Symptom: “Not logged in” or subscription errors during az or azd operations.

Terminal window
# Check (informational only — does NOT validate the token)
az account show --output table
# Mandatory — validate a real ARM token
az account get-access-token \
--resource https://management.azure.com/ --output none
# Recovery
az login --use-device-code
az account set --subscription "<subscription-id>"
Terminal window
# Check azd auth status
azd auth login --check-status
# Login (device code works reliably in devcontainers/Codespaces)
azd auth login --use-device-code
Terminal window
# az
az login --service-principal \
-u $AZURE_CLIENT_ID -p $AZURE_CLIENT_SECRET \
--tenant $AZURE_TENANT_ID
# azd
azd auth login \
--client-id "$AZURE_CLIENT_ID" \
--client-secret "$AZURE_CLIENT_SECRET" \
--tenant-id "$AZURE_TENANT_ID"

Symptom: npm run validate fails.

Causes:

  • Missing required H2 headings
  • Headings in wrong order
  • Using prohibited references

Check specific artifact:

Terminal window
# See validation rules
cat scripts/_lib/artifact-headings.mjs | grep -A20 "ARTIFACT_HEADINGS"

Fix order issues: Compare with template:

Terminal window
diff -u .github/skills/azure-artifacts/templates/01-requirements.template.md agent-output/{project}/01-requirements.md

Symptom: Azure Pricing MCP calls fail.

Solutions:

Terminal window
# Check MCP configuration
cat .vscode/mcp.json
# Verify Python environment
python3 --version # Should be 3.10+
# Install dependencies
cd tools/mcp-servers/azure-pricing && pip install -r requirements.txt

Symptom: Dev container won’t start.

Common causes:

  • Docker not running
  • Port conflicts
  • Outdated base image

Solutions:

Terminal window
# Rebuild without cache
# In VS Code: Ctrl+Shift+P → "Dev Containers: Rebuild Container Without Cache"

> Aim of the exercise
Write out the part of the Azure troubleshooting text that opens with the words containing "Symptom: Azure Pricing" and closes with "container won’t start.". The items that follow come from a different source than the Azure troubleshooting text.

> Input data
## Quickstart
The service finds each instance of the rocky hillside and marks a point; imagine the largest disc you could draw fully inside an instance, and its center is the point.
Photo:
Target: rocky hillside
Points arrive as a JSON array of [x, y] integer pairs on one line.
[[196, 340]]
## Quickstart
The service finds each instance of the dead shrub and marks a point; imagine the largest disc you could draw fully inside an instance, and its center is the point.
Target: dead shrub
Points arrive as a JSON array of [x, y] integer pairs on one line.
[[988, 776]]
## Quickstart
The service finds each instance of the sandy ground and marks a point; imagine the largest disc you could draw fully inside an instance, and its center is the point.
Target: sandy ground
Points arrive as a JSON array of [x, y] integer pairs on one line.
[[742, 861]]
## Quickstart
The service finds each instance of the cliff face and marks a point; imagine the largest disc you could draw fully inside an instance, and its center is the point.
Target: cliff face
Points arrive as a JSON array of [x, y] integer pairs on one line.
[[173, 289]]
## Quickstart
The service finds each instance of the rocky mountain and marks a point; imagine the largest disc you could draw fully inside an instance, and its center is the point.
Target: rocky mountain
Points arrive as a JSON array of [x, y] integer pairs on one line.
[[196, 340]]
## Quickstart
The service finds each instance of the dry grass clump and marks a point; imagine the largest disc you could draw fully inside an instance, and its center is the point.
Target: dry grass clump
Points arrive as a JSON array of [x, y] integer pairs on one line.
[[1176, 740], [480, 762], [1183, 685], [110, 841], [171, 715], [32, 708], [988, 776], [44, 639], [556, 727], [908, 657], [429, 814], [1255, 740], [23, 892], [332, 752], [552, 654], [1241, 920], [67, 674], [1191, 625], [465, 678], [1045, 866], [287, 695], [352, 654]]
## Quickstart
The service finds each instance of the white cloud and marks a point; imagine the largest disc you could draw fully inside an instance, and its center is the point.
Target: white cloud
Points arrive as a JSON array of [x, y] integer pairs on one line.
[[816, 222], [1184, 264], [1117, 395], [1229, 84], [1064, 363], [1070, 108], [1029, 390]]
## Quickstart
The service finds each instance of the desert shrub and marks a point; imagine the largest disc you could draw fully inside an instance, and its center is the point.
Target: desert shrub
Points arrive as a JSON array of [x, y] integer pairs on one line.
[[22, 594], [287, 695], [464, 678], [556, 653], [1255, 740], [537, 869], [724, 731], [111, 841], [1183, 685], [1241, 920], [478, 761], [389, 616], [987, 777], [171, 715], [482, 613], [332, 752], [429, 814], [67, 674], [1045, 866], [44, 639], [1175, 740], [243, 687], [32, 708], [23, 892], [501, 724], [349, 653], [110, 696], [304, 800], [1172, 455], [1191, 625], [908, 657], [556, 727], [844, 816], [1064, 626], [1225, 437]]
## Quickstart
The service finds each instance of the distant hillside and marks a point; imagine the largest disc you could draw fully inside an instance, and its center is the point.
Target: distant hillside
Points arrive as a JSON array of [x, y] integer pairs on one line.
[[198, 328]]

> Written answer
Symptom: Azure Pricing MCP calls fail.

Solutions:

Terminal window
# Check MCP configuration
cat .vscode/mcp.json
# Verify Python environment
python3 --version # Should be 3.10+
# Install dependencies
cd tools/mcp-servers/azure-pricing && pip install -r requirements.txt

Symptom: Dev container won’t start.